La sécurité civile est aussi un moyen de valoriser l’action de la France et de ses entreprises à l’international. De nombreux axes de travail existent à ce sujet : rester à la pointe au niveau européen, continuer les actions bilatérales entretenues avec près de 80 pays dans le monde (équipements, salles de crise…), valoriser la présence des territoires outre-mer sur l’ensemble de la planète et appuyer les entreprises dans leurs démarches à l’international.

La sécurité civile : « l’affaire de tous » ?

▸ CONSIGNE A:
Recopiez fidèlement le passage de l'extrait sur la sécurité civile qui commence aux mots « La sécurité civile est » et s'arrête après « démarches à l’international. ».
▸ CONSIGNE B:
D'après l'extrait sur la sécurité civile, avec combien de pays la France entretient-elle des actions bilatérales ?
▸ CONSIGNE C:
Poursuivez le texte sur la sécurité civile à partir de l'endroit où il s'arrête.
Les données ne jouent aucun rôle ici.

[Éléments enregistrés]
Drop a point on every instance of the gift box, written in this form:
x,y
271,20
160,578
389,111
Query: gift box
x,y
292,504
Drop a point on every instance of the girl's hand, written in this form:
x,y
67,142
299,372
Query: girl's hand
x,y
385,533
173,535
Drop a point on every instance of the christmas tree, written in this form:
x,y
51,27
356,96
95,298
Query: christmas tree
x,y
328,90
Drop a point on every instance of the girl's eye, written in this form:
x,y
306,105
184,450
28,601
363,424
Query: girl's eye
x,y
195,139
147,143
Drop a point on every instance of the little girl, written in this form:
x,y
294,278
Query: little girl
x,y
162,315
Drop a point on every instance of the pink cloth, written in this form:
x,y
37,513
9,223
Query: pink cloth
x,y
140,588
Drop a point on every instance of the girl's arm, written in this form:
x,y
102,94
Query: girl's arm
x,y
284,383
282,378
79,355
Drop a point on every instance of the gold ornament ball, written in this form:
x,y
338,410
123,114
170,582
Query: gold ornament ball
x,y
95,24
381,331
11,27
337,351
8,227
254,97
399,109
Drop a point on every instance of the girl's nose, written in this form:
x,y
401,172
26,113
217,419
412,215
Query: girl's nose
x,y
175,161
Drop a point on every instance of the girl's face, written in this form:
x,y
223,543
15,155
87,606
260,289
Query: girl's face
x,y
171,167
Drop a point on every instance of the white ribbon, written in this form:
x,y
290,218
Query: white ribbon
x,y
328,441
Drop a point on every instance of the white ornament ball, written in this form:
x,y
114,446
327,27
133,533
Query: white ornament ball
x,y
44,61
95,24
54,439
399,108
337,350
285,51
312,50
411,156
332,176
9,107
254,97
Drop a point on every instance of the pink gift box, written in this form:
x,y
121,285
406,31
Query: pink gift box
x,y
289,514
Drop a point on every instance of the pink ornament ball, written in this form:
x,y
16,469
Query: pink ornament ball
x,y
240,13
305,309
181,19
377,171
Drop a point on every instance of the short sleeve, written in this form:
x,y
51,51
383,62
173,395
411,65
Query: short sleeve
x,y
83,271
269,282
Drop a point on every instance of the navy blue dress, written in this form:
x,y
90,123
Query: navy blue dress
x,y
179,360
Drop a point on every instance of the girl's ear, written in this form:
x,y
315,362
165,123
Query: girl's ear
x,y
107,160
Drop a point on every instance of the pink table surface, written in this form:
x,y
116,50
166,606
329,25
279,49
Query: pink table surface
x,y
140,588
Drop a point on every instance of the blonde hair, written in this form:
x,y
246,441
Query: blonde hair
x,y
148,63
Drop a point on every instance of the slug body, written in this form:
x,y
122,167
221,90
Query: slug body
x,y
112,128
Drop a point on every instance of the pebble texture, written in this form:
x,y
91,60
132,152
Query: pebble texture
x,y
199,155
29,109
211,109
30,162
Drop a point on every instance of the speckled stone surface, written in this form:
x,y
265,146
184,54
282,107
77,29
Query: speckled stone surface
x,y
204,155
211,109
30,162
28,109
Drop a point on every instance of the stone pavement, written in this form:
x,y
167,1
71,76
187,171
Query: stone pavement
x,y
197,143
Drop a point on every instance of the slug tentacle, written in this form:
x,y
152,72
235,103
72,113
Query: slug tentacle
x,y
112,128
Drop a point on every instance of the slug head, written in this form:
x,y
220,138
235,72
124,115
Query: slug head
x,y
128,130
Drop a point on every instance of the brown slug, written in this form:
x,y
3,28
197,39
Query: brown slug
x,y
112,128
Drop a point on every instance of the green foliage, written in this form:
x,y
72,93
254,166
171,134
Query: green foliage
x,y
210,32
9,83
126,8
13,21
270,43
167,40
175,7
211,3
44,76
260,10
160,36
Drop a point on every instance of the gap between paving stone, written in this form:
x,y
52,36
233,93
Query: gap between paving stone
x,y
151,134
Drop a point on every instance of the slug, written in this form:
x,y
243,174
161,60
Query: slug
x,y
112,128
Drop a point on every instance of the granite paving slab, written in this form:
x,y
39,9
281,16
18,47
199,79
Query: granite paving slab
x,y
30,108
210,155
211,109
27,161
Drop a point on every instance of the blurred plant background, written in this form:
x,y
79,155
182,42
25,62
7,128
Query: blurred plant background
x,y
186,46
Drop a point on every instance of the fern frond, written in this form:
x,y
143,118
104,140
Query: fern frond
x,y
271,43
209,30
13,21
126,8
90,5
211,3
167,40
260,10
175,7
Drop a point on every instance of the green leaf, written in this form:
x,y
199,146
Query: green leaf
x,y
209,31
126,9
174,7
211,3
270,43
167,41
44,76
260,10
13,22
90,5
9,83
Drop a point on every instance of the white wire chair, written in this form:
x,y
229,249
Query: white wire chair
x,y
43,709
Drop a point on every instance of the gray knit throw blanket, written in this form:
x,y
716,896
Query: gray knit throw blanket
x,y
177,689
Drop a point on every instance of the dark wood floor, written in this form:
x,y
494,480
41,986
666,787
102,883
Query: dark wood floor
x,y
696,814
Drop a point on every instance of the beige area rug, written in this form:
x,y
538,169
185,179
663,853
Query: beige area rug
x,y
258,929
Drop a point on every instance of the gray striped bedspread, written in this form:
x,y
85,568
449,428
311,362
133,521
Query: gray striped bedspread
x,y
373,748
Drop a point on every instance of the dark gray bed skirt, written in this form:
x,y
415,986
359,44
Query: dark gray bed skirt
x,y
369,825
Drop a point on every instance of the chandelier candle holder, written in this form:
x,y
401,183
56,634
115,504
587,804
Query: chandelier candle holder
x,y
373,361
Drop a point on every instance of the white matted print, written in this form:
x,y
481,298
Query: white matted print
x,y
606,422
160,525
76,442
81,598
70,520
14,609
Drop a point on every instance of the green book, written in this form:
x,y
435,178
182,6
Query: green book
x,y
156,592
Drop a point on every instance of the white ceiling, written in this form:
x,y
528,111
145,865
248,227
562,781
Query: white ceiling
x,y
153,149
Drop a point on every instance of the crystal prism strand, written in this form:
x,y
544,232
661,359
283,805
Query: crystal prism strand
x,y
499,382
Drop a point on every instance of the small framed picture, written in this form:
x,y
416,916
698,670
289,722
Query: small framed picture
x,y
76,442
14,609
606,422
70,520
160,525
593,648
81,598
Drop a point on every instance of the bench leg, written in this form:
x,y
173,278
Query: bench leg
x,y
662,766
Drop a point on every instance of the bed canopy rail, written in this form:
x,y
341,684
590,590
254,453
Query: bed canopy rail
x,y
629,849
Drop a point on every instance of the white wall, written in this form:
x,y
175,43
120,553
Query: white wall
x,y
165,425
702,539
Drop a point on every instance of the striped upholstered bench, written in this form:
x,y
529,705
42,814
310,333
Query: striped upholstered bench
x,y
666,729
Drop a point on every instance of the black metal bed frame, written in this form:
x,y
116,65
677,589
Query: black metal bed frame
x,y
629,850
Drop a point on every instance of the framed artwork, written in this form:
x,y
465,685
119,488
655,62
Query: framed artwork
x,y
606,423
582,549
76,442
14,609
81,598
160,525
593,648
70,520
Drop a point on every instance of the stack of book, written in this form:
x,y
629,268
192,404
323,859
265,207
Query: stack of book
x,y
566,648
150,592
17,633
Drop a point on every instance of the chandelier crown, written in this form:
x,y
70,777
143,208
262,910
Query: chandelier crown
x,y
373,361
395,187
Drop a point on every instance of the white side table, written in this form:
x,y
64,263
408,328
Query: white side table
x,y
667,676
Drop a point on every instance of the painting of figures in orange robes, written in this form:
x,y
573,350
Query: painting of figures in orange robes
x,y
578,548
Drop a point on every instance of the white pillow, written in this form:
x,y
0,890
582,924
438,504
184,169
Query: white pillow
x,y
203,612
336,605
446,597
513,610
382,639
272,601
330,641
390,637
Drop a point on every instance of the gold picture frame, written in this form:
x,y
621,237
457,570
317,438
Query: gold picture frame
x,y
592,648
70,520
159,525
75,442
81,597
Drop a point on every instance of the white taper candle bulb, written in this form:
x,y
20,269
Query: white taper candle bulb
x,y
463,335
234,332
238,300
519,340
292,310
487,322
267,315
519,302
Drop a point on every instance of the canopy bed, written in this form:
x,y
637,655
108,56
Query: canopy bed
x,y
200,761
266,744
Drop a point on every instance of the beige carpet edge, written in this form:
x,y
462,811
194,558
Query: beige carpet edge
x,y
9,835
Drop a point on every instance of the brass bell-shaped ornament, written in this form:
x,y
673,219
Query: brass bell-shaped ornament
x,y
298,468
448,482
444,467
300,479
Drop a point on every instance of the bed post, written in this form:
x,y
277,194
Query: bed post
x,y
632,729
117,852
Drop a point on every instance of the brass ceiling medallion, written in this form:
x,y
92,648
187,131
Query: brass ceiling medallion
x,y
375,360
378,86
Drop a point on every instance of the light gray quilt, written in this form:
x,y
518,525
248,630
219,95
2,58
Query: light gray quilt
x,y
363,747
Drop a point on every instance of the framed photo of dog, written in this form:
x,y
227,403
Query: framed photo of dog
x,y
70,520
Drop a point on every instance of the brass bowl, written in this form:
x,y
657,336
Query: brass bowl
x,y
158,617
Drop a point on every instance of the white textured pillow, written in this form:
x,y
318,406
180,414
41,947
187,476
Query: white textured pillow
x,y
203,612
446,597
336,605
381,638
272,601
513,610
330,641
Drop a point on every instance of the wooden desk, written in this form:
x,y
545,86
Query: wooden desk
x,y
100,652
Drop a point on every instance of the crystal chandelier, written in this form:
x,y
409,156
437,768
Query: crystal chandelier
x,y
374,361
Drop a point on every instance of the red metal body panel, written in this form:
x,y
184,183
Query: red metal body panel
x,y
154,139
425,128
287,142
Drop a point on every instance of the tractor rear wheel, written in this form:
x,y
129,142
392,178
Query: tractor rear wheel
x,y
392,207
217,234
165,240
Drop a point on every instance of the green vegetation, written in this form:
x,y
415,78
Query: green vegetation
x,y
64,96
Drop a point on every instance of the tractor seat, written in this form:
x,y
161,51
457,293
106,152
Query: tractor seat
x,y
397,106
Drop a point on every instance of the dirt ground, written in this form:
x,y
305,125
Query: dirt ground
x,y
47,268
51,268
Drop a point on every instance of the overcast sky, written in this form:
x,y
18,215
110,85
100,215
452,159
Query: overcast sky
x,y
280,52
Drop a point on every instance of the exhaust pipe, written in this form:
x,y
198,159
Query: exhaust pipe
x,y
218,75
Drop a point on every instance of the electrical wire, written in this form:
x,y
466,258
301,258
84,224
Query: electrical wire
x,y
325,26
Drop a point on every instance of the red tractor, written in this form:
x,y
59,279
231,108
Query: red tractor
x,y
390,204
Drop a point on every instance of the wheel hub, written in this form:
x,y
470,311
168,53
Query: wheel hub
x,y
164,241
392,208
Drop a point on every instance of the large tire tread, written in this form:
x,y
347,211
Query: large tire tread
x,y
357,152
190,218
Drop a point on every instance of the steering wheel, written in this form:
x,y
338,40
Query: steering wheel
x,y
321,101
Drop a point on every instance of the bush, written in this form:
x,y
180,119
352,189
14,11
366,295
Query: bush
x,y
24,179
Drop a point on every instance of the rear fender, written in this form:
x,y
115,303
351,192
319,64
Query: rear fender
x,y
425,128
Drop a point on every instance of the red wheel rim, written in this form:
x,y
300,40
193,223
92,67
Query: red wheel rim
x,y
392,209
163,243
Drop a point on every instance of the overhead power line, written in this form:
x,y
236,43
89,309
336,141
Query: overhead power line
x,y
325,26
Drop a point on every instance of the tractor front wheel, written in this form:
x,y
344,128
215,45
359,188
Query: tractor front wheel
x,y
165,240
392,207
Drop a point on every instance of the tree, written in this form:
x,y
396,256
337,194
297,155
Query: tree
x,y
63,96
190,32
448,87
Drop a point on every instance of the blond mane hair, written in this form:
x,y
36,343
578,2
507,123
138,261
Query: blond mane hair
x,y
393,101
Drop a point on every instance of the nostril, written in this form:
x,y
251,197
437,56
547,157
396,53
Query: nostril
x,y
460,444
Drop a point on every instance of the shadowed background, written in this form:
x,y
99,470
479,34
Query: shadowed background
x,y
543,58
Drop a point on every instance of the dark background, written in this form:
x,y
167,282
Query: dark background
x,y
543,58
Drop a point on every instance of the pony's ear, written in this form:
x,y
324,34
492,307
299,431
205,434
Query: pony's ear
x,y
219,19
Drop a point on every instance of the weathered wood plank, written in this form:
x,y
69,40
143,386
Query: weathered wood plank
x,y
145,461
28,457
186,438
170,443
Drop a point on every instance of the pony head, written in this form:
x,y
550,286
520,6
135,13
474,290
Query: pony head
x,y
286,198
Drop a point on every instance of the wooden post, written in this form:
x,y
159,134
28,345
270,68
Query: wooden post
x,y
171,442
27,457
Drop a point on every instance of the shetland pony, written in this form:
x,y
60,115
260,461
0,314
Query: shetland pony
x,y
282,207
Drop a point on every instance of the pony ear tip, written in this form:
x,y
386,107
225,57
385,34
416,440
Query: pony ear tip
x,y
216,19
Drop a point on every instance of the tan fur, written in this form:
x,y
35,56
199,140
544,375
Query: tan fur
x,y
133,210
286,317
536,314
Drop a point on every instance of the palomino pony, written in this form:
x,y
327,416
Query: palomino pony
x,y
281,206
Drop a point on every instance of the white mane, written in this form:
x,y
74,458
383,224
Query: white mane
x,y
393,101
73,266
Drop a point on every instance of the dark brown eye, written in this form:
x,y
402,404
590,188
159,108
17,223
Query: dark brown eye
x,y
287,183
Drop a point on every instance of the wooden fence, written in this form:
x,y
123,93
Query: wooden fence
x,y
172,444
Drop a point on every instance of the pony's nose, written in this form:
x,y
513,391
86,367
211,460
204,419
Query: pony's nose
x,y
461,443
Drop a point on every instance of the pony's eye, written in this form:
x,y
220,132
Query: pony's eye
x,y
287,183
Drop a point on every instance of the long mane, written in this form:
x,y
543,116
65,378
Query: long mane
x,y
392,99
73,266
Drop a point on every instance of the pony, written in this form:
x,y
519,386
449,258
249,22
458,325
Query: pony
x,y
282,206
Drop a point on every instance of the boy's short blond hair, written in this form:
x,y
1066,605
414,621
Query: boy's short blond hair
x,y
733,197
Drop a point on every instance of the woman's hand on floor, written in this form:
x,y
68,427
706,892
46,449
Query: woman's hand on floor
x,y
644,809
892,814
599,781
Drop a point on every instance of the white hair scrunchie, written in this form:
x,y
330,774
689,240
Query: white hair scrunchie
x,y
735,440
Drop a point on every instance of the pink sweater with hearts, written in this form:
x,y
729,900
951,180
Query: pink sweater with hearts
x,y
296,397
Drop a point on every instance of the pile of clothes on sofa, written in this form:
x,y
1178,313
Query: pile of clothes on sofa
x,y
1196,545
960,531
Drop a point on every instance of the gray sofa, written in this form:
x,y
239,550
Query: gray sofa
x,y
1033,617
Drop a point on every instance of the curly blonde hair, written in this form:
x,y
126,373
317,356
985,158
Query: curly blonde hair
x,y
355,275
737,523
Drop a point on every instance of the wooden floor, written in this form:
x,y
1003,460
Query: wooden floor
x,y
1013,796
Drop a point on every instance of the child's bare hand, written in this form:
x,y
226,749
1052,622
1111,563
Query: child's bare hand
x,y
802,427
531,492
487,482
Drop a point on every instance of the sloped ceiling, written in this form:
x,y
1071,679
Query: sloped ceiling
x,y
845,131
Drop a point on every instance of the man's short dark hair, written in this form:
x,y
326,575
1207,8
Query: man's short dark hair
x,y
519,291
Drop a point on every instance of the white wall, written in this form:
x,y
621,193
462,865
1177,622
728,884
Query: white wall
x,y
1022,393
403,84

▸ ZONE DE RÉPONSE A:
La sécurité civile est aussi un moyen de valoriser l’action de la France et de ses entreprises à l’international. De nombreux axes de travail existent à ce sujet : rester à la pointe au niveau européen, continuer les actions bilatérales entretenues avec près de 80 pays dans le monde (équipements, salles de crise…), valoriser la présence des territoires outre-mer sur l’ensemble de la planète et appuyer les entreprises dans leurs démarches à l’international.

▸ ZONE DE RÉPONSE B:
Près de 80 pays.

▸ ZONE DE RÉPONSE C:
On constate aujourd’hui l’échec relatif du principe, posé en 2004, selon lequel la sécurité civile était « l’affaire de tous ». Cette déclaration d’intention du législateur n’a pas forcément été suivie d’effet, et devrait pourtant l’être. Les causes de la progression constante du nombre d’interventions sont multiples (vieillissement de la population, isolement…). Conjuguées aux événements climatiques, elles exercent une certaine pression sur les services de secours. Face à ces évolutions, la direction se mobilise sur plusieurs types d’actions. Les mesures de prévention collectives doivent être développées, notamment pour les risques climatiques et technologiques. Des progrès importants ont été réalisés depuis la fin des années 1990 dans la prévention des risques naturels et technologiques, avec notamment le déploiement du plan de prévention des risques (PPR). 10 000 communes sont aujourd’hui couvertes par des PPR, soit un peu moins de 80% du nombre de communes qui doivent être couvertes à terme par ce type de plan. Le taux de couverture est à peu près identique pour les PPRT (risques technologiques). D’importantes actions sont également engagées pour la mise à jour des plans de prévention d’inondations. Enfin, la question de l’information préventive pour les citoyens se pose, au travers de la communication de proximité des communes. Aujourd’hui, 60 % des communes qui doivent être dotées de plans communaux de sauvegarde le sont.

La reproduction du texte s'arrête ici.